Short problem a:
From the forum passage on C# and Db below, reproduce the section starting at "For example, if" and ending at "function is different.", without any changes.

Document passage:
I've seen composers (even the same one) use both C# and Db. There must be something more I'm not getting.
#9
Quote by DiminishedFifth
I've seen composers (even the same one) use both C# and Db. There must be something more I'm not getting.
The only context I can think of would be when a composer modulates to the key of C# major, as if the piece started in C# then it would be much simpler to write it in Db.

For example, if the piece is in C# minor and the composer wants to modulate to the tonic major. This is a common modulation and you wouldn't want to go from C# minor to Db major because that would no longer be modulating to the tonic major. The sound is the same but the function is different.

Similarly, if you were in the key of F# and you wanted to modulate to the dominant key you would modulate to C# major, as modulating to Db would not be modulating to the dominant.
#10
Quote by 12345abcd3
The only context I can think of would be when a composer modulates to the key of C# major, as if the piece started in C# then it would be much simpler to write it in Db.

Records:

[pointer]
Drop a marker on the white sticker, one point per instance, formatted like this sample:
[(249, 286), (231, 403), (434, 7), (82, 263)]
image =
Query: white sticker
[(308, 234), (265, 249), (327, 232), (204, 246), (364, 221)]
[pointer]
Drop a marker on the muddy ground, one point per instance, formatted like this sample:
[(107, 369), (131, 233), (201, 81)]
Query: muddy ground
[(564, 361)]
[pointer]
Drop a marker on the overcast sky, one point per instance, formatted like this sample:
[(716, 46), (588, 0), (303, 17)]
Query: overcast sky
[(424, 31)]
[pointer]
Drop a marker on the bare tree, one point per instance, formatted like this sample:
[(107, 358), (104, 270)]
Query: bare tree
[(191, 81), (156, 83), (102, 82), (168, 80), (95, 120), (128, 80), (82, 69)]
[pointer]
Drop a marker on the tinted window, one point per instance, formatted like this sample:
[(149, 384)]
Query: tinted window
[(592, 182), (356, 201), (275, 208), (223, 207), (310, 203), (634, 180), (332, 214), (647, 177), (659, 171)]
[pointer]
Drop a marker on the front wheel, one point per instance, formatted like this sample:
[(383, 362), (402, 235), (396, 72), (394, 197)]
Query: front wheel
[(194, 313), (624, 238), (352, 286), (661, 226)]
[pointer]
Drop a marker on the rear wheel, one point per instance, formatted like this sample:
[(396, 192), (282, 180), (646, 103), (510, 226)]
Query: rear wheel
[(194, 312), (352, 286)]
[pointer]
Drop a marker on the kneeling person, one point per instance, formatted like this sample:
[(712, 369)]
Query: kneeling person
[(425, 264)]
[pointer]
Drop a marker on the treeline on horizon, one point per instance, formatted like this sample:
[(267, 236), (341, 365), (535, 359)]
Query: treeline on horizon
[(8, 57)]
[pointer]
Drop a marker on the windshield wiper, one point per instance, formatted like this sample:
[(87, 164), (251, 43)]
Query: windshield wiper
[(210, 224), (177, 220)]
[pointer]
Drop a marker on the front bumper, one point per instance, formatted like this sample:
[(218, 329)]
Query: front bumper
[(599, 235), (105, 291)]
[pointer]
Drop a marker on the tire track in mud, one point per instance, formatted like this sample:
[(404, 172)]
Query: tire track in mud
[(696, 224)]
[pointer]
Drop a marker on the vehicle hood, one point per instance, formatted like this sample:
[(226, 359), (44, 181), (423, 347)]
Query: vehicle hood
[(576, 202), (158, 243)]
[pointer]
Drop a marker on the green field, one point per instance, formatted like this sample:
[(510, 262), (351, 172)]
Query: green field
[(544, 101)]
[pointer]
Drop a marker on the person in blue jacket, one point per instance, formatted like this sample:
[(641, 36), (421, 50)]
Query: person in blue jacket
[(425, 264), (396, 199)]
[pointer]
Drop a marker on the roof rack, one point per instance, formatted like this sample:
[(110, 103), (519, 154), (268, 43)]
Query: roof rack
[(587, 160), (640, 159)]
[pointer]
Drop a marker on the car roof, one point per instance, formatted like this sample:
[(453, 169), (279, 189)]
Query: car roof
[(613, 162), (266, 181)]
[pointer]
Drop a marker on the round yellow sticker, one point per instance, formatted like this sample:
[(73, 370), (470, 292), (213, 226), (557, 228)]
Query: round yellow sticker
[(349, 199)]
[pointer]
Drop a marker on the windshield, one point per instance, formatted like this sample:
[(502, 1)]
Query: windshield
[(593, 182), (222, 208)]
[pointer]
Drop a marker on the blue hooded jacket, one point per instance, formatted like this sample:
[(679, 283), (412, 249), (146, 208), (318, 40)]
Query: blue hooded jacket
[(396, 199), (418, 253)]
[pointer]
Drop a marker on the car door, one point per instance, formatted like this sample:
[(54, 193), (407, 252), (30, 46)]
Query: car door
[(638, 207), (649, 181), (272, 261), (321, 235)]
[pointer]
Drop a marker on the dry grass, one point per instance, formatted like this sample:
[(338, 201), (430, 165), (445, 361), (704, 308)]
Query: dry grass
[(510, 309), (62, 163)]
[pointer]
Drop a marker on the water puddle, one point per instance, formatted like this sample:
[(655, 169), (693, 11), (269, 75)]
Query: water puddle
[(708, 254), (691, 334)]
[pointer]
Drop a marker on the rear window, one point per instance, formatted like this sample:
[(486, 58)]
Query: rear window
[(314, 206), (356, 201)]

Short problem b:
Pick out every line of the entries above that contains the word "bare".

Worked answer a:
For example, if the piece is in C# minor and the composer wants to modulate to the tonic major. This is a common modulation and you wouldn't want to go from C# minor to Db major because that would no longer be modulating to the tonic major. The sound is the same but the function is different.

Worked answer b:
Drop a marker on the bare tree, one point per instance, formatted like this sample:
Query: bare tree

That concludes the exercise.